Determine the number of lines in the following entries that hold the word "palm". Give only that number.

= = = = = = =

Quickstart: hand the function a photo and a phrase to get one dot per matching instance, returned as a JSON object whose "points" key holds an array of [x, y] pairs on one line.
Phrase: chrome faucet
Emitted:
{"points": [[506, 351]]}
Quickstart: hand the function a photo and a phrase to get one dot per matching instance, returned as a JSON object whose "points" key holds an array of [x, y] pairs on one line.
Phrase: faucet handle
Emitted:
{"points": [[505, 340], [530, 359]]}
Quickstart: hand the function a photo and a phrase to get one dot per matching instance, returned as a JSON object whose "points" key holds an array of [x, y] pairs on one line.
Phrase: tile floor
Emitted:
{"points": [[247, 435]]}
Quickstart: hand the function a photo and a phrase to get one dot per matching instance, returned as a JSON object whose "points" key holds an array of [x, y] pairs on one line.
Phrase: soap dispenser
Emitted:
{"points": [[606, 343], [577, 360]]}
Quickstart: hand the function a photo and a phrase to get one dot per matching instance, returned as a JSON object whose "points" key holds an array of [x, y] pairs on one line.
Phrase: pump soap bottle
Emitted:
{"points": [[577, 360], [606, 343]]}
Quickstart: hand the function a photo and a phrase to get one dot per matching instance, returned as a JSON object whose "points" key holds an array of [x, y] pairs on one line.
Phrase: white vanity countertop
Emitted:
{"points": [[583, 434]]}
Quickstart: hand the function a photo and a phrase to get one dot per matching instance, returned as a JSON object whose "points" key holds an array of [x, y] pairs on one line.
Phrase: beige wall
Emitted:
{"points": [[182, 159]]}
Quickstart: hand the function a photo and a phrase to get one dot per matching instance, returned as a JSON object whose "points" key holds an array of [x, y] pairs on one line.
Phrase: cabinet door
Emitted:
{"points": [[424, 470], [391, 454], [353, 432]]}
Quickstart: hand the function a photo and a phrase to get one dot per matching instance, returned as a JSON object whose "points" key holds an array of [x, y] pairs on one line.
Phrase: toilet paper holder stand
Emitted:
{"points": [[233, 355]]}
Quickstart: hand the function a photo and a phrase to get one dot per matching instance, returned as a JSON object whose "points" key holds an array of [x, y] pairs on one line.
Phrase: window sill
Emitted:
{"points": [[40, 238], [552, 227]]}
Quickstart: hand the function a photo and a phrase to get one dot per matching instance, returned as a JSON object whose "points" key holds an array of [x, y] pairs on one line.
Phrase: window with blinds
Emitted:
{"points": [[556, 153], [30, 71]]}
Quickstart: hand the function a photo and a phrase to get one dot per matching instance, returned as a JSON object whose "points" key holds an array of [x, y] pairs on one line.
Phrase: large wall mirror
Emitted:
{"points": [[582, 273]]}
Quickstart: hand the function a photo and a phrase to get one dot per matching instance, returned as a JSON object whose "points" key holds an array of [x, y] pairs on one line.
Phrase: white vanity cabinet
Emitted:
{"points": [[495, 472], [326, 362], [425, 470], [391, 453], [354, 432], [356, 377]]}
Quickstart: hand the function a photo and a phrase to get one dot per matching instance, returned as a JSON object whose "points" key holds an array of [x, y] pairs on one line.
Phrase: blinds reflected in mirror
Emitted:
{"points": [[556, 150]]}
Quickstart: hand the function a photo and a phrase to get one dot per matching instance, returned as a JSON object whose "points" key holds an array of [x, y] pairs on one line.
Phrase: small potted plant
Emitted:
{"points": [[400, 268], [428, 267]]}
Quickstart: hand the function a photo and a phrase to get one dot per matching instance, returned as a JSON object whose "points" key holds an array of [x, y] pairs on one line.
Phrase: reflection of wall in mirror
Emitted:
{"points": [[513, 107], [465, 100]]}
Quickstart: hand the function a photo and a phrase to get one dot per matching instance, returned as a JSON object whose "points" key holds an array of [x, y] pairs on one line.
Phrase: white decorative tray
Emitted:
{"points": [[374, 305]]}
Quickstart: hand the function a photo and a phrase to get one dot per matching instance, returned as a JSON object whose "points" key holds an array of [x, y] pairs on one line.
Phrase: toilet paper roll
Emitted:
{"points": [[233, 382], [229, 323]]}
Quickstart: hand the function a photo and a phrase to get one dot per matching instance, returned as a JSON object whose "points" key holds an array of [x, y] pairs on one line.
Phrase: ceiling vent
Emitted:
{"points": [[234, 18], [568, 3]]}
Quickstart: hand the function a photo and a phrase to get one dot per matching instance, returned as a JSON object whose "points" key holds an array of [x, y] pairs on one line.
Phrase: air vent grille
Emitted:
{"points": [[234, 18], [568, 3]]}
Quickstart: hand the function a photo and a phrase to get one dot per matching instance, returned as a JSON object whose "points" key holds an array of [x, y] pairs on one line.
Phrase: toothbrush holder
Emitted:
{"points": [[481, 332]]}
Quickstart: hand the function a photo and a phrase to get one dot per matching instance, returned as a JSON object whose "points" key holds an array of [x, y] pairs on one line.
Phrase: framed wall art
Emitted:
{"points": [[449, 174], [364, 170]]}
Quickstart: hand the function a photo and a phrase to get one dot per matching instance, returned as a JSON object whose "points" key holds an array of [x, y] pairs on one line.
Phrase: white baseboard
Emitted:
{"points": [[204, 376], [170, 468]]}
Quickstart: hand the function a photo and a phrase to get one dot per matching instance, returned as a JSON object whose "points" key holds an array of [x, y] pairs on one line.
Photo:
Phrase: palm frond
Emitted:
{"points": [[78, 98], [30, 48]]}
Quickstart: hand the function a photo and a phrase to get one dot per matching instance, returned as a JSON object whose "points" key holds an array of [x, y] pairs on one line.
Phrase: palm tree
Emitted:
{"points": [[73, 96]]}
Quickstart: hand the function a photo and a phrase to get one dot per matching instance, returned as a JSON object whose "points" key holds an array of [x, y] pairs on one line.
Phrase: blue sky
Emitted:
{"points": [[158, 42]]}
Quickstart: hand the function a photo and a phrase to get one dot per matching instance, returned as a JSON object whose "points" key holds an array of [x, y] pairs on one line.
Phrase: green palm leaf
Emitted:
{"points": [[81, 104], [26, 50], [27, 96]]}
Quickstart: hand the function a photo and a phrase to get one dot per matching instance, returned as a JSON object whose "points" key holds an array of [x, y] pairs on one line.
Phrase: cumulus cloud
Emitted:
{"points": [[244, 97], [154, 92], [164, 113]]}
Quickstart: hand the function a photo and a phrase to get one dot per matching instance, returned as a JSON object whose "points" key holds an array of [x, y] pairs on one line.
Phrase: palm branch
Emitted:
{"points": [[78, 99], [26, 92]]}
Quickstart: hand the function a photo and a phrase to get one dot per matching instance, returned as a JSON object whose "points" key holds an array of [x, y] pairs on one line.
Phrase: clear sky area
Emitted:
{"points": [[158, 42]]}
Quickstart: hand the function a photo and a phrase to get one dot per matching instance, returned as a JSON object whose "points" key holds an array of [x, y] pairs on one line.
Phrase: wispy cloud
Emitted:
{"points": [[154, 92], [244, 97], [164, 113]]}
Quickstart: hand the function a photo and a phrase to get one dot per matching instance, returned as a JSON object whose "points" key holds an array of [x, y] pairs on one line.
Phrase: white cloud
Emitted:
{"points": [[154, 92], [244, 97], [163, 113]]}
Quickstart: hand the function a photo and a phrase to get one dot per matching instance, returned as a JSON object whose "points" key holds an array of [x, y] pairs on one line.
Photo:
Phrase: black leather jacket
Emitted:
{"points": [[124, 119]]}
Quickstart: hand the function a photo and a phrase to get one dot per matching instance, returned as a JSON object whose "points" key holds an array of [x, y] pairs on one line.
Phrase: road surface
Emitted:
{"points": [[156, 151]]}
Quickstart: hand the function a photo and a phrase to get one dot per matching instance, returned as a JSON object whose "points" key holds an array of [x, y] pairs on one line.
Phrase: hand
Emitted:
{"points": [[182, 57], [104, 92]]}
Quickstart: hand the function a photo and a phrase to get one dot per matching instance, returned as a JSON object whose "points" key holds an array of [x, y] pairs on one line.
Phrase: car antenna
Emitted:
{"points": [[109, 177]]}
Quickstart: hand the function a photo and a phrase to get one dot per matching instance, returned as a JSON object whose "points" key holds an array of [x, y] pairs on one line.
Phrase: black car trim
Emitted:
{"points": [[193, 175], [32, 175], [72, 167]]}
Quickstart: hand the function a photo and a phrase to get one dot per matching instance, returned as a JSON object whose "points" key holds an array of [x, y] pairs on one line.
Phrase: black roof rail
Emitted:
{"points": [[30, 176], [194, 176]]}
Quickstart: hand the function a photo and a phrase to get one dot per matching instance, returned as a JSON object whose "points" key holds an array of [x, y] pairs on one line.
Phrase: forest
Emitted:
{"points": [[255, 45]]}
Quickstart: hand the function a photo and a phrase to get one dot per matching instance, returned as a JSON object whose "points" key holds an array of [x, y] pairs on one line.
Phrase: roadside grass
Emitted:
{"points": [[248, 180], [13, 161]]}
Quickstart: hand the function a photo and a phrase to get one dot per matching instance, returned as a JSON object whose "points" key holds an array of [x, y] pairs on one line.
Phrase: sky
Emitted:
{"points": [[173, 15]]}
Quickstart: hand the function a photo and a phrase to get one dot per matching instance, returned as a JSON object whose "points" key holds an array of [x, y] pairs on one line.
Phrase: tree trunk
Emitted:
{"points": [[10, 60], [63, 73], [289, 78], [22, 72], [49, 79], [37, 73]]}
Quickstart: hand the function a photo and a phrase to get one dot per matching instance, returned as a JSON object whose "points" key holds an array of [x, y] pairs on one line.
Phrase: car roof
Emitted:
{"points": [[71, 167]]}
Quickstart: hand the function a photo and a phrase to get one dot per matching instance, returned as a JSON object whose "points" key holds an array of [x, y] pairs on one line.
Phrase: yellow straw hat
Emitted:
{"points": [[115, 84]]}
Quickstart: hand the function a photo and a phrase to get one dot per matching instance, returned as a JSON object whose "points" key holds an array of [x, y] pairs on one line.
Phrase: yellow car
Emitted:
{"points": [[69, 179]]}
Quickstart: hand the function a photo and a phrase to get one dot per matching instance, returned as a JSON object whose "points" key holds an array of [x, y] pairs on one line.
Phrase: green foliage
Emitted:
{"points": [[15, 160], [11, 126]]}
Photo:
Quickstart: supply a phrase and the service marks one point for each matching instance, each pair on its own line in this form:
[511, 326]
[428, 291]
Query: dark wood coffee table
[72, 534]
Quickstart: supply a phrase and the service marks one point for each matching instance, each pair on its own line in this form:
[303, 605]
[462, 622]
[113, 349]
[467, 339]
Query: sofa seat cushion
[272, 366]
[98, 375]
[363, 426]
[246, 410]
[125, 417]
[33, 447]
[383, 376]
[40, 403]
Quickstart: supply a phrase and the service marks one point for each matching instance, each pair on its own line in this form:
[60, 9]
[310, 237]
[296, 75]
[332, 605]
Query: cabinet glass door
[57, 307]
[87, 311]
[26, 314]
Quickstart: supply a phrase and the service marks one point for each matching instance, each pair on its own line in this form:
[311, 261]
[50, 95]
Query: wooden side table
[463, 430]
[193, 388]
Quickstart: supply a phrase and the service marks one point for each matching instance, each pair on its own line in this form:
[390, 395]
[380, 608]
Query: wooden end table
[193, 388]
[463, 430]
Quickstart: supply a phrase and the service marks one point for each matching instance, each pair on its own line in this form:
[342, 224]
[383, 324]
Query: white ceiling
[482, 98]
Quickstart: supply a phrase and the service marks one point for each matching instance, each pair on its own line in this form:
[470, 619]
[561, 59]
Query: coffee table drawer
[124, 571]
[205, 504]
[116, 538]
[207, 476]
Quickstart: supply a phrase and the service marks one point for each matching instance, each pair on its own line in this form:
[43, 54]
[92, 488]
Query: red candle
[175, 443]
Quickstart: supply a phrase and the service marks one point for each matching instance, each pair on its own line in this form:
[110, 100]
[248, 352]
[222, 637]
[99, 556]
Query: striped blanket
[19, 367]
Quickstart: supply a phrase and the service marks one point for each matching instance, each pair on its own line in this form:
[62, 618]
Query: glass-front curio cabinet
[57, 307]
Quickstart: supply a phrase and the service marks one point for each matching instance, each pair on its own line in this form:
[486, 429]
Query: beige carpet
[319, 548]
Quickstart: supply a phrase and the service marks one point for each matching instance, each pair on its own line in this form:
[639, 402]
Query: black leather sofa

= = = = = = =

EXERCISE RESULT — 4